Supplied passage =>
╭──

Yesterday's post brought my comp copies of Weird Shadows Over Innsmouth (ed. Steve Jones, Fedogan and Bremer). The anthology includes a story I wrote in November 2001, "From Cabinet 34, Drawer 6." It's probably the first bit of my writing that was chronicled in this journal (though you'll have to go to Blogger to go that far back), and it was mentioned prominently in the preface of To Charles Fort, With Love. It's the story that set me to looking for the location of Innsmouth and led to my day at Crane Beach (Mass.) in the summer of 2004. It's a story wherein I allowed myself to play with many of my favourite things: paleontology, Lovecraft, old monster movies, books and letters which were never written, geology, ichthyology. And it's a handsome anthology and also includes stories by Kim Newman, Ramsey Campbell, Michael Marshall Smith, and others, with art by Bob Eggleton (cover) and Randy Broecker, Les Edwards, and Allan Servoss (interiors). There are also excerpts from a discarded draft of "The Shadow Over Innsmouth." Very drad. But it's strange, reading this previously unpublished story I wrote more than four years ago. I'd just finished "The Well of Stars and Shadow" and was about to begin Low Red Moon.

╰──

Given material =>

╭──

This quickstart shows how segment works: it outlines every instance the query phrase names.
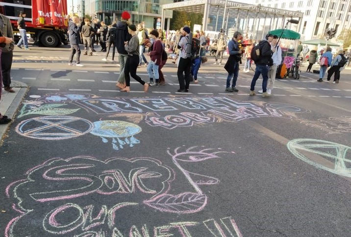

╰──

Tasks to complete =>
- A) According to the journal entry, in what month and year was the story "From Cabinet 34, Drawer 6" written?
- B) List every one of the writer's favorite things that the journal entry says the story "From Cabinet 34, Drawer 6" plays with.
Answer using only the journal entry.

Solutions in order =>
- A) November 2001

- B)
- paleontology
- Lovecraft
- old monster movies
- books and letters which were never written
- geology
- ichthyology